At the line containing "of the fret.", start repeating the entries exactly, and continue through the last line.

Records drawn from a dataset:
== Segment start ==

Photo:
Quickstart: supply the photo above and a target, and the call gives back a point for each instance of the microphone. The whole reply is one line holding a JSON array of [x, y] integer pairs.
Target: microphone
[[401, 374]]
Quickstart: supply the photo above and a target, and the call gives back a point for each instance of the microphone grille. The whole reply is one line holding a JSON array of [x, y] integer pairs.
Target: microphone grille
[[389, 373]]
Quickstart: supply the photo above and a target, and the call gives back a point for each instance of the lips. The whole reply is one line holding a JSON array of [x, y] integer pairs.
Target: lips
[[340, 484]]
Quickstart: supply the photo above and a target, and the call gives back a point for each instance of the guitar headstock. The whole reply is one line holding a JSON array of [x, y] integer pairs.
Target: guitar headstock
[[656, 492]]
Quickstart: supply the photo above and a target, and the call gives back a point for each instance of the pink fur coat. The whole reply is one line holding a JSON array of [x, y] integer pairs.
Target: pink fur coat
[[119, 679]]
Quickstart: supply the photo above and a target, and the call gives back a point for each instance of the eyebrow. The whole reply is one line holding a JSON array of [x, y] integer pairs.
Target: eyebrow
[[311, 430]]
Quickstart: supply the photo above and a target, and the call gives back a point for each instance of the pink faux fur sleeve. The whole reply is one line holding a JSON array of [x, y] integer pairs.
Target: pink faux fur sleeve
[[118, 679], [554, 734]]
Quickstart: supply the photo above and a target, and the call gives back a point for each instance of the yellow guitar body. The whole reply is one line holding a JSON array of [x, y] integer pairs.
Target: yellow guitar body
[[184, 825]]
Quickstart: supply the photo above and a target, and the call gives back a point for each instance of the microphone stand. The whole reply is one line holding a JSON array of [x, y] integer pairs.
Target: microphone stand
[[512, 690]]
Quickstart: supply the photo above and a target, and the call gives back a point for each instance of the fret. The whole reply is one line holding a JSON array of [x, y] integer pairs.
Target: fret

== Segment end ==

SOLUTION TO THE EXERCISE
Quickstart: supply the photo above and a target, and the call gives back a point for each instance of the fret. The whole reply is one line holding a JSON array of [x, y] integer pairs.
Target: fret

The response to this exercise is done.